# Records to use
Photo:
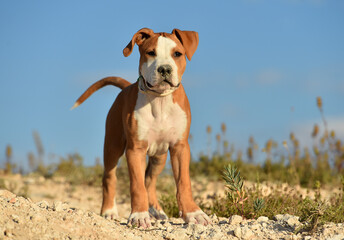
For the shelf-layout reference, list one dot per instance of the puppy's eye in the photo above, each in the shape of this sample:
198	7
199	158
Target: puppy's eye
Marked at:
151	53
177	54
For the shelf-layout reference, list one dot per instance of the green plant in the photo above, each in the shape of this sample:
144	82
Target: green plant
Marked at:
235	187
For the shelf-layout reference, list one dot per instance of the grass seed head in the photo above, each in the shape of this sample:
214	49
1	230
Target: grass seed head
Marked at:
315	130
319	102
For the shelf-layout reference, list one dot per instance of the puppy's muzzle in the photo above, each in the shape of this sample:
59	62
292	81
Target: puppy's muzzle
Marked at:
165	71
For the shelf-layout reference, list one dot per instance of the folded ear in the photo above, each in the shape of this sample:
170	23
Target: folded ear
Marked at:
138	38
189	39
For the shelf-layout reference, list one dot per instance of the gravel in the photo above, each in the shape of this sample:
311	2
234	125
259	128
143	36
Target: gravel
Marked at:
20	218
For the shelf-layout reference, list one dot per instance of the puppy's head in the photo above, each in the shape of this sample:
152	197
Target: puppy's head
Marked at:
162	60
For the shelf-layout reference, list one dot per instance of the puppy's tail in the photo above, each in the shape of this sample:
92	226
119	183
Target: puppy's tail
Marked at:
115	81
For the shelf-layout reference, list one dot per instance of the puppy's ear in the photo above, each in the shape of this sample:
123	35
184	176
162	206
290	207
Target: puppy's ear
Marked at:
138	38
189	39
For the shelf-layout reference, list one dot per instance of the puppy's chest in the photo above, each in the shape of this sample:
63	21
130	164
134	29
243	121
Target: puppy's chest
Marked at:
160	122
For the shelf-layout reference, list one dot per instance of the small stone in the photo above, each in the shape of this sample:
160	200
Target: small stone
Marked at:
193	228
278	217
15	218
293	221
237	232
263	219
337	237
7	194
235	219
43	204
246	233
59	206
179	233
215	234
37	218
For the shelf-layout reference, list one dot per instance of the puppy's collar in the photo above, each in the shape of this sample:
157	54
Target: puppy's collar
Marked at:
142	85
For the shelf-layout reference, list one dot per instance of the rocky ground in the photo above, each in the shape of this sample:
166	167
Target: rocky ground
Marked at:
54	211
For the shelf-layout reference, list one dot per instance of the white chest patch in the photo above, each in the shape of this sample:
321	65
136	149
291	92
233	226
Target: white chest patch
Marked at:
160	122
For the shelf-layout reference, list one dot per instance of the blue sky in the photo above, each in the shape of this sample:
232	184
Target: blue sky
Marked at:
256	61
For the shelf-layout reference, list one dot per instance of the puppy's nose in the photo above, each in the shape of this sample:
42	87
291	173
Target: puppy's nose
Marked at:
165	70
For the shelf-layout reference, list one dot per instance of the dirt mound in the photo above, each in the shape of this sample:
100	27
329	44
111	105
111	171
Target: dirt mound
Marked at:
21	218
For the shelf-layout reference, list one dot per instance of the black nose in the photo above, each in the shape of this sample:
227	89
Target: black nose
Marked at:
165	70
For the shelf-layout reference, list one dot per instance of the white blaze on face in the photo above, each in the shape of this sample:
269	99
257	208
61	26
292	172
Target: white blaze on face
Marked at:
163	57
...
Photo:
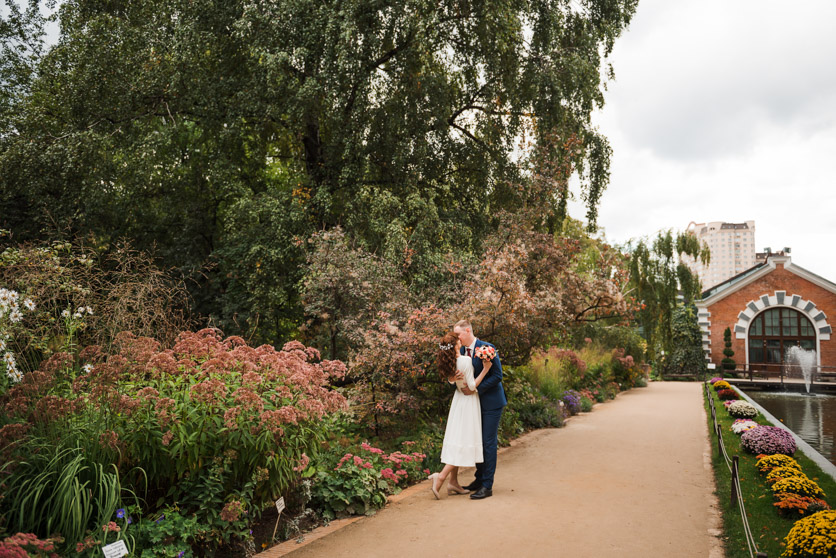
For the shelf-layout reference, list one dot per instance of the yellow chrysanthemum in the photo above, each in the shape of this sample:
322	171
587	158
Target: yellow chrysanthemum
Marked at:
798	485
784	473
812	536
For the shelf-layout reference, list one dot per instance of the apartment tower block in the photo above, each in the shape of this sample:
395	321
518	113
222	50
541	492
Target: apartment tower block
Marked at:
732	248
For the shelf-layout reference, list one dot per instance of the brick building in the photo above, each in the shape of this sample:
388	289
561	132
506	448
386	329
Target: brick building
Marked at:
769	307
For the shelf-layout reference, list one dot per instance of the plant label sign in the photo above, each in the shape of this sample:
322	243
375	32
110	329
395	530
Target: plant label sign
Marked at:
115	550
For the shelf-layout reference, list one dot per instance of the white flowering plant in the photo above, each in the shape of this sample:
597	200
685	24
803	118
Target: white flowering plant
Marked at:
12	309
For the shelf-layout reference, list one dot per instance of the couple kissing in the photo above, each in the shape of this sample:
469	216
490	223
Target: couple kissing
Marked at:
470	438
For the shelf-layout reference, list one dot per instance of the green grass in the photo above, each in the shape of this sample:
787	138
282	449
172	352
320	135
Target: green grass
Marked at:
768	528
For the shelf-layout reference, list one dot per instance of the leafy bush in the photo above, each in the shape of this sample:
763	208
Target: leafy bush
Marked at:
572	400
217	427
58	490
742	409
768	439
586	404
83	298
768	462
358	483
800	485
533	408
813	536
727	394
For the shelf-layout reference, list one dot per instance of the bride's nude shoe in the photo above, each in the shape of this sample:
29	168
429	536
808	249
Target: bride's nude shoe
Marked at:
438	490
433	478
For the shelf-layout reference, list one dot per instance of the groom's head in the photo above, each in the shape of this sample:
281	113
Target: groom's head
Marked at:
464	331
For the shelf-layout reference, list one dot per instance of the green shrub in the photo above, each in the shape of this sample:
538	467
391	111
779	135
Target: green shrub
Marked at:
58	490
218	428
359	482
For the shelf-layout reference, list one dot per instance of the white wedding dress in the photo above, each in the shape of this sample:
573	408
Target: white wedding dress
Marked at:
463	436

# What you are asked to do
Copy out each line of the listing above that contains the word "dress". Matching is case-sensitive.

# Complete answer
For the shelf-layout reference, list one dot per instance of the white wedding dress in the photo above, each in the shape of this sample:
Target: white wedding dress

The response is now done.